(Point localization data)

□ □ □

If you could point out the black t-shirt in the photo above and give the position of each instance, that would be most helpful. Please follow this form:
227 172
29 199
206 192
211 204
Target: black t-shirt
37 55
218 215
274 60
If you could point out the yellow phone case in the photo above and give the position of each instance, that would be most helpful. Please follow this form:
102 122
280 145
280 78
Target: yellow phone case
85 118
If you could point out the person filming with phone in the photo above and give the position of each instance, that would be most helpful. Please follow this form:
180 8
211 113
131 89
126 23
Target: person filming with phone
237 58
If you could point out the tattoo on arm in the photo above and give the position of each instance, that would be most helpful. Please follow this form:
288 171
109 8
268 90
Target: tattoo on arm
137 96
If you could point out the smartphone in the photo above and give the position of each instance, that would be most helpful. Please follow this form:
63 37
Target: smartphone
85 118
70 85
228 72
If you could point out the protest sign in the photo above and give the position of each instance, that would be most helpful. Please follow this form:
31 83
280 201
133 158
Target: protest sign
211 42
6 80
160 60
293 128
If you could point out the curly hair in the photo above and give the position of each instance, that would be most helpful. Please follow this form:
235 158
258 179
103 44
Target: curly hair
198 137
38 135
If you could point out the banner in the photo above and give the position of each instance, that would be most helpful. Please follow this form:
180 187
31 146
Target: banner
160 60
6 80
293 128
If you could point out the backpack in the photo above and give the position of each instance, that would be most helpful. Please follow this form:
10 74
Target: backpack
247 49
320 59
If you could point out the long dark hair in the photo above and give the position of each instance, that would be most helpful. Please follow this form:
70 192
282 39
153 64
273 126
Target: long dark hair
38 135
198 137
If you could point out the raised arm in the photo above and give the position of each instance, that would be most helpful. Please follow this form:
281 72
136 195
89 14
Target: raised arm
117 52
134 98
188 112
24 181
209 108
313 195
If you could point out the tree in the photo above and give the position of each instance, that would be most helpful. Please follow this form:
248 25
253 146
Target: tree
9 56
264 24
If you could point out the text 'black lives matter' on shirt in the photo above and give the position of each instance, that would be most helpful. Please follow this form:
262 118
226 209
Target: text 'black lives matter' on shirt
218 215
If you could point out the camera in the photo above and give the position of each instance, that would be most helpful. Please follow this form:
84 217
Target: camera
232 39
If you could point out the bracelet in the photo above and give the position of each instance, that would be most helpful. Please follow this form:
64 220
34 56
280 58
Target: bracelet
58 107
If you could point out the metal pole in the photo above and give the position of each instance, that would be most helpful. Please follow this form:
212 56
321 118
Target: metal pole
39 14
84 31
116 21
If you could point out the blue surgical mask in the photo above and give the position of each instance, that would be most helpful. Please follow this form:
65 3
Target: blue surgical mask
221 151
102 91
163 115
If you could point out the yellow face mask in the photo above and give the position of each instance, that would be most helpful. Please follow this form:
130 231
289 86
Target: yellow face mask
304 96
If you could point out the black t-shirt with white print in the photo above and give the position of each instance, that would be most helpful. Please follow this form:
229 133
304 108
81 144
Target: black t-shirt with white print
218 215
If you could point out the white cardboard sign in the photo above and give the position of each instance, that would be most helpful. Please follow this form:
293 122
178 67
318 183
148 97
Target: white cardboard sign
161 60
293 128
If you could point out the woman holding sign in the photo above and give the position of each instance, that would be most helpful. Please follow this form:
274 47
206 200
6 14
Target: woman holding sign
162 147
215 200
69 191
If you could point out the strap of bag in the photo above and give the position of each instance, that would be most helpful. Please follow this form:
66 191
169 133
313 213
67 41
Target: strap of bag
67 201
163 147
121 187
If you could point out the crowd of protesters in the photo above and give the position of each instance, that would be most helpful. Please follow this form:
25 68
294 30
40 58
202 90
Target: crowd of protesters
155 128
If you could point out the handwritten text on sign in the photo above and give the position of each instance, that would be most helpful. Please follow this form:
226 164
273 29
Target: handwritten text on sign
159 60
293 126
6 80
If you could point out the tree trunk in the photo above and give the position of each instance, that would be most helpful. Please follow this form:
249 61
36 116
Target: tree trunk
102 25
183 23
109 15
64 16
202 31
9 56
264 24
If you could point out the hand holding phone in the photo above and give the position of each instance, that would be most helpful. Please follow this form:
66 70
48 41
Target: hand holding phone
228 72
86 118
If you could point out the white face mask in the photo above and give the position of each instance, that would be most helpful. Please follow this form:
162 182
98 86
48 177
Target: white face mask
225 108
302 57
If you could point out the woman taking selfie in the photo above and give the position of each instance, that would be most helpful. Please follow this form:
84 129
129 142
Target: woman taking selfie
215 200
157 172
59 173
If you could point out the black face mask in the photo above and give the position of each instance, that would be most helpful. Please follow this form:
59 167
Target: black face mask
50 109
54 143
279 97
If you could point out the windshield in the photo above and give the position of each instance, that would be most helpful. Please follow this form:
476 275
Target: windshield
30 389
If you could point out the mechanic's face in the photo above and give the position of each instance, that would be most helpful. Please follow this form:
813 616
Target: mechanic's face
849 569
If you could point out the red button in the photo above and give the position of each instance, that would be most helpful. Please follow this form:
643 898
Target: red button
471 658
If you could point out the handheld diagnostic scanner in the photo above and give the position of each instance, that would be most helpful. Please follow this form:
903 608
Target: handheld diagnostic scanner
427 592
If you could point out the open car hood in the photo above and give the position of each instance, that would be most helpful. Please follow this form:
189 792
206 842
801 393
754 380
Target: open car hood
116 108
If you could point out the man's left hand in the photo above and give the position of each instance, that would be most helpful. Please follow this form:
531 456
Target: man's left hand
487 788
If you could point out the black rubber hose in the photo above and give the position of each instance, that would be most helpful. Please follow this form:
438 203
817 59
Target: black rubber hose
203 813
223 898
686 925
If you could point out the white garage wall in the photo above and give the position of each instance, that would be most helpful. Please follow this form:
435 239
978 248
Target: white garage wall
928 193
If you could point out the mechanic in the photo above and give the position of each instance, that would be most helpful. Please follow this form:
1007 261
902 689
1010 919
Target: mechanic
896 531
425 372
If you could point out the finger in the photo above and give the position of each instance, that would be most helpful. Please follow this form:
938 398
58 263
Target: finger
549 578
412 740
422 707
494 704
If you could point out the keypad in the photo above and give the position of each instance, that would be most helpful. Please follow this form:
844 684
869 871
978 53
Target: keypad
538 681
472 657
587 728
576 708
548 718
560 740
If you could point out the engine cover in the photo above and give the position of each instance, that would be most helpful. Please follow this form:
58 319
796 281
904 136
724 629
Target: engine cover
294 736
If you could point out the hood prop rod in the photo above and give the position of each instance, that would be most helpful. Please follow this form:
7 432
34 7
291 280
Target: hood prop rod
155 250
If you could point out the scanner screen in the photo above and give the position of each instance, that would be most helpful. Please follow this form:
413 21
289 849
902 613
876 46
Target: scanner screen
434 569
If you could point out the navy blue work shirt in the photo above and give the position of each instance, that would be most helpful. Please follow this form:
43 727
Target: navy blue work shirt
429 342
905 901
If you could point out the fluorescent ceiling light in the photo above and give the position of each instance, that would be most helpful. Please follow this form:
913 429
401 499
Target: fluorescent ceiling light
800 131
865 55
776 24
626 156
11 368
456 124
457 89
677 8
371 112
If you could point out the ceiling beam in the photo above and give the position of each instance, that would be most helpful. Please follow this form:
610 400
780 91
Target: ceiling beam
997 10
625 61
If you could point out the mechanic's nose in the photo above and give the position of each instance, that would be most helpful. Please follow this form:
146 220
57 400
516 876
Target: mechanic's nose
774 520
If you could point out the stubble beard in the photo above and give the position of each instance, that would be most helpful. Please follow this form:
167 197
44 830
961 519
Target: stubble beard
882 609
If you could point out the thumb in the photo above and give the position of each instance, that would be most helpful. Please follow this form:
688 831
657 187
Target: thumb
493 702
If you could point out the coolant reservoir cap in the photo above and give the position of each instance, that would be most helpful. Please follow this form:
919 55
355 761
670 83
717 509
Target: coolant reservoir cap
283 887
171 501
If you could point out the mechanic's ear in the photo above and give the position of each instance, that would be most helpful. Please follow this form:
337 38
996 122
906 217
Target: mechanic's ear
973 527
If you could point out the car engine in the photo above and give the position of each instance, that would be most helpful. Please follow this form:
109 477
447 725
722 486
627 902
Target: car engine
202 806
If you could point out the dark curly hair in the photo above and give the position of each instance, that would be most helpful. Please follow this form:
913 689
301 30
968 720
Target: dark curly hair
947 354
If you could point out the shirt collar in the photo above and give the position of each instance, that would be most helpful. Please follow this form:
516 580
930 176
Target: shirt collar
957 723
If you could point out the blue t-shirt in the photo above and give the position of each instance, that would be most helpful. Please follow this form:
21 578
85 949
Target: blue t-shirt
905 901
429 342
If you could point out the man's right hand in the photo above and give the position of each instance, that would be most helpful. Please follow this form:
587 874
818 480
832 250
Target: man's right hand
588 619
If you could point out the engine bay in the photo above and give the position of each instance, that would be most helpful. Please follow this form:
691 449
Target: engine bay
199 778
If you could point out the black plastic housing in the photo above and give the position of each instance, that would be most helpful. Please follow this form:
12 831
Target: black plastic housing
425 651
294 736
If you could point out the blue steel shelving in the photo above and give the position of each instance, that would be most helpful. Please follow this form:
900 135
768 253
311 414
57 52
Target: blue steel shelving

□ □ □

Task for the records above: copy every line in which the word "shelving" occurs.

ANSWER AREA:
If you could point out the blue steel shelving in the photo above and give the position of each instance, that would be most helpful. Please follow this form:
Target: blue steel shelving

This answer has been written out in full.